1. 程式人生 > >【 雜湊和雜湊表】Three Friends

【 雜湊和雜湊表】Three Friends

問題 E: 【 雜湊和雜湊表】Three Friends

時間限制: 1 Sec  記憶體限制: 128 MB
提交: 30  解決: 4
[提交] [狀態] [討論版] [命題人:admin]

題目描述

Three friends like to play the following game. The first friend chooses a string S. Then the second friend constructs a new string T that consists of two copies of the string S. finally, the third friend inserts one letter at the beginning, the end or somewhere inside the string T, thereby creating a string U.
You are given the string U and your task is to reconstruct the original string S.

輸入

The first line of the input contains N(2 ≤ N ≤ 2000001), the length of the final string U. The string U itself is given on the second line. It consists of N uppercase English letters (A, B, C, . . . , Z).

輸出

Your program should print the original string S. However, there are two exceptions:
1.If the final string U could not have been created using the above procedure, you should print NOT POSSIBLE.
2.If the original string S is not unique, you should print NOT UNIQUE.

樣例輸入

7
ABXCABC

樣例輸出

ABC

第一個人選一個串s,第二個人將s複製,得到一個ss串,第三個人在串的任意位置加一個字元得到最終串u

現在給你u,讓你求原始串s,如果有多個原始串s,輸出NOT UNIQUE,如果求不出,輸出NOT POSSIBLE

看樣例,

第一個人選了ABC,第二個人變成ABCABC,第三個人在第一個B後面加個X

字串hash,題目並不難,可我卻讀錯了題,不唯一指的是多個不同的原式串s,而不是多種情況

例如aaa,則應該輸出a,因為雖然有三種方式得到原始串s,但是原始串s是唯一的

 

#include <bits/stdc++.h>
using namespace std;
typedef unsigned long long ull;
typedef pair<ull,ull> pull;
const int maxn = 2e6+7;
map<pull,bool> M;
const pull p{131LL,13331LL},one{1LL,1LL},zero{0LL,0LL};
pull operator - (pull a,pull b){return make_pair((a.first -  b.first),(a.second - b.second));}
pull operator * (pull a,pull b){return make_pair((a.first *  b.first),(a.second * b.second));}
pull operator + (pull a,pull b){return make_pair((a.first +  b.first),(a.second + b.second));}
pull operator + (pull a,int  b){return make_pair((a.first +  b      ),(a.second + b       ));}
pull Pow(pull a,int n){
    pull ans = one;
    while(n){
        if(n&1)ans = ans*a;
        a = a*a;
        n>>=1;
    }
    return ans;
}
pull Strcut(pull *Len,int l,int r){
    return r<l?zero:Len[r] - Len[l-1]*Pow(p,r-l+1);
}
pull Splice(pull a,pull b,int n){
    return (n < 0)?a:a*Pow(p,n)+b;
}
pull crups(pull *Len,int l,int r,int k){
	if(k<l || k>r)

════

> [给定指令 1] 按文档摘录中的输入说明，字符串U由哪些字符组成？
> [给定指令 2] 用三句话概括文档摘录。
> [给定指令 3] 从文档摘录中抄出从“1. 程式人生 > >【”到“a string U.”的部分，一字不改。

> [数据]
════

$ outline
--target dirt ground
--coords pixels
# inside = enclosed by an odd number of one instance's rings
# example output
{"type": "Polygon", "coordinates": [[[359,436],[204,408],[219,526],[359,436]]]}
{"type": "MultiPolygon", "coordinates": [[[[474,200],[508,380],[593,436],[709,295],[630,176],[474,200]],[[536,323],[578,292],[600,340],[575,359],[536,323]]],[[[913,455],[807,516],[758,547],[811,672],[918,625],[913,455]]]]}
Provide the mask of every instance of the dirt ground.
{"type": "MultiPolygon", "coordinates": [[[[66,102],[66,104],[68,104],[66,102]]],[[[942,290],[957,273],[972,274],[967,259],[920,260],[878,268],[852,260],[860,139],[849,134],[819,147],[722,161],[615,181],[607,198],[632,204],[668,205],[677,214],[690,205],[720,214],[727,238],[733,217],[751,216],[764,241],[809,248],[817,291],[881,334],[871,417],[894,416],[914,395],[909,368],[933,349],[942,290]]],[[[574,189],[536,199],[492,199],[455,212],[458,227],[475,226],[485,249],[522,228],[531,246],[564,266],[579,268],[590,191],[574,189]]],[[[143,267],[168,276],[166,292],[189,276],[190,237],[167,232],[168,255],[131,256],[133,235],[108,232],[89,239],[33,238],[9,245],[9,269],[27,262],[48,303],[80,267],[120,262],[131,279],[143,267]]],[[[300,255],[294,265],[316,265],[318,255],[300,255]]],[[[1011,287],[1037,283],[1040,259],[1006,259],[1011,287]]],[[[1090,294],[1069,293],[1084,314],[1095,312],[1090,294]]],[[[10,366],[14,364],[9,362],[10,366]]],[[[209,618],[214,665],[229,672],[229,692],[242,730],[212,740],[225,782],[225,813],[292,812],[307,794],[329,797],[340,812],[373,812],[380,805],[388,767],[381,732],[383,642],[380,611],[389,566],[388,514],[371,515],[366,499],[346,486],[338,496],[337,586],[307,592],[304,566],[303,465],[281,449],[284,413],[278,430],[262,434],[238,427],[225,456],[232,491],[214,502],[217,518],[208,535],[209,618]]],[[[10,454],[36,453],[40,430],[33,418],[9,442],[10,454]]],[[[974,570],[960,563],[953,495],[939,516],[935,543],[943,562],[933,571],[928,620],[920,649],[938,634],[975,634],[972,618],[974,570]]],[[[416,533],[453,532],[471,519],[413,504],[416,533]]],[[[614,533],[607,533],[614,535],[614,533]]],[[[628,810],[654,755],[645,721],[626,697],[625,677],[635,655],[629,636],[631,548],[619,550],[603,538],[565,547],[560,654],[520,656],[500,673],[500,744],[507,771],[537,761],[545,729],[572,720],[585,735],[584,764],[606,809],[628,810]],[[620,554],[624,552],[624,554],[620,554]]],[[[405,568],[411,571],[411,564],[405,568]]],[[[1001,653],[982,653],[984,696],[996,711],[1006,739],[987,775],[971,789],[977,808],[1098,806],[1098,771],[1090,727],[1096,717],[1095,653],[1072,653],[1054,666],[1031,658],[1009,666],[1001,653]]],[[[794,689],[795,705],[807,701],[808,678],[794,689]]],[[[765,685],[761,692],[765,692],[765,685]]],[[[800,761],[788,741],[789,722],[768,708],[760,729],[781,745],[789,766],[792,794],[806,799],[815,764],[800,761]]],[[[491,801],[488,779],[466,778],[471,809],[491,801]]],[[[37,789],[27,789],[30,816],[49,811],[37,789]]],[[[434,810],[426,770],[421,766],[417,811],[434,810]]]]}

════

> [输出 1] 字符串U由N个大写英文字母（A到Z）组成。

> [输出 2] 这道题中，第一个人选出串S，第二个人把S复制一遍得到由两个S组成的串T，第三个人在T的任意位置插入一个字母，得到串U。题目给出U，要求还原S：无法由上述过程得到U时输出NOT POSSIBLE，原始串S不唯一时输出NOT UNIQUE。作者指出这题用字符串hash来做，并说明“不唯一”指存在多个不同的原始串S，而不是有多种得到S的方式，例如aaa应输出a。

> [输出 3]
1. 程式人生 > >【 雜湊和雜湊表】Three Friends

【 雜湊和雜湊表】Three Friends

問題 E: 【 雜湊和雜湊表】Three Friends

時間限制: 1 Sec  記憶體限制: 128 MB
提交: 30  解決: 4
[提交] [狀態] [討論版] [命題人:admin]

題目描述

Three friends like to play the following game. The first friend chooses a string S. Then the second friend constructs a new string T that consists of two copies of the string S. finally, the third friend inserts one letter at the beginning, the end or somewhere inside the string T, thereby creating a string U.